Instructions for the task
Print out the data that follows exactly, character for character, apart from the pictures.

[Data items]
════════

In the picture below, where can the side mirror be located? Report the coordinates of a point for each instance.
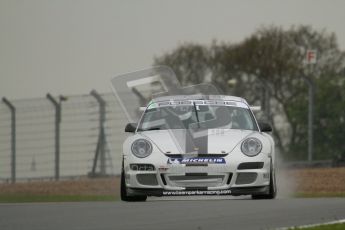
(131, 127)
(265, 127)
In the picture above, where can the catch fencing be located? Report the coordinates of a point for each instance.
(61, 137)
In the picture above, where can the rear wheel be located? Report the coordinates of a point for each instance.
(272, 187)
(124, 193)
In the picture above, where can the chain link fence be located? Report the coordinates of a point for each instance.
(61, 137)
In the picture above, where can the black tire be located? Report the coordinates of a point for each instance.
(124, 194)
(272, 188)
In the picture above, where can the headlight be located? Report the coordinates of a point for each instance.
(251, 146)
(141, 148)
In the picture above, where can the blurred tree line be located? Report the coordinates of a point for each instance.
(268, 69)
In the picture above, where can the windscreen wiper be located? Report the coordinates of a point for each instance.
(149, 129)
(196, 113)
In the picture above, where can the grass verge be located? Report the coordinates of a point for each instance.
(21, 198)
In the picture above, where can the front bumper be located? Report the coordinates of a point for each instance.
(207, 179)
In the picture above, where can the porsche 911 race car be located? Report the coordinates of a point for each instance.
(198, 145)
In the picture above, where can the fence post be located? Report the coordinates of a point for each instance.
(57, 106)
(100, 150)
(13, 138)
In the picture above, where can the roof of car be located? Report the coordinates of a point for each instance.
(199, 97)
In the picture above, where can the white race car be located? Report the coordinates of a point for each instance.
(198, 145)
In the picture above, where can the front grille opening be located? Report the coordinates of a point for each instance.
(229, 178)
(147, 179)
(246, 178)
(251, 165)
(142, 167)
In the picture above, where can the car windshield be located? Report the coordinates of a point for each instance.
(194, 116)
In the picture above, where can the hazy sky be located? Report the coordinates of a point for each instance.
(71, 47)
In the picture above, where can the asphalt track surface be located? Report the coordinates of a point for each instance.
(172, 213)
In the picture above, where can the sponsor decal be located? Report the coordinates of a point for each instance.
(197, 160)
(197, 192)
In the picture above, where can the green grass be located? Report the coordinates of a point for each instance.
(54, 198)
(319, 194)
(324, 227)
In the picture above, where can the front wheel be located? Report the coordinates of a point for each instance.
(272, 187)
(124, 194)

════════

Written response
In the picture below, where can the side mirror be located? Report the coordinates of a point for each instance.
(131, 127)
(265, 127)
In the picture above, where can the catch fencing be located? Report the coordinates of a point for each instance.
(61, 137)
In the picture above, where can the rear wheel be located? Report the coordinates of a point for each instance.
(272, 187)
(124, 193)
In the picture above, where can the chain link fence be located? Report the coordinates of a point for each instance.
(61, 137)
In the picture above, where can the black tire be located? Report the coordinates of a point for each instance.
(124, 194)
(272, 188)
In the picture above, where can the headlight be located? Report the coordinates of a point for each instance.
(251, 146)
(141, 148)
In the picture above, where can the blurred tree line be located? Report the coordinates of a point for each instance.
(268, 69)
In the picture above, where can the windscreen wiper be located? Report the coordinates of a point for each instance.
(149, 129)
(196, 113)
In the picture above, where can the grass verge be located? Report the coordinates of a point for each instance.
(21, 198)
In the picture above, where can the front bumper be located? Report the coordinates of a point for each instance.
(207, 179)
In the picture above, where can the porsche 911 race car be located? Report the coordinates of a point for each instance.
(198, 145)
In the picture above, where can the fence post be located? Report the coordinates of a point for each instance.
(57, 106)
(100, 150)
(13, 138)
In the picture above, where can the roof of car be located? Report the coordinates of a point for each instance.
(199, 97)
In the picture above, where can the white race car be located? Report the coordinates of a point for each instance.
(198, 145)
In the picture above, where can the front grille opening be located? Report the coordinates of a point for each instance.
(229, 178)
(147, 179)
(246, 178)
(251, 165)
(142, 167)
In the picture above, where can the car windshield be located? Report the coordinates of a point for each instance.
(194, 116)
In the picture above, where can the hazy sky be located? Report the coordinates of a point for each instance.
(71, 47)
In the picture above, where can the asphalt track surface be located? Report the coordinates of a point for each instance.
(172, 213)
In the picture above, where can the sponsor decal be located? Report the coordinates of a point for each instance.
(197, 160)
(197, 192)
In the picture above, where can the green grass be located? Report the coordinates of a point for each instance.
(54, 198)
(319, 194)
(324, 227)
In the picture above, where can the front wheel be located? Report the coordinates of a point for each instance.
(272, 187)
(124, 194)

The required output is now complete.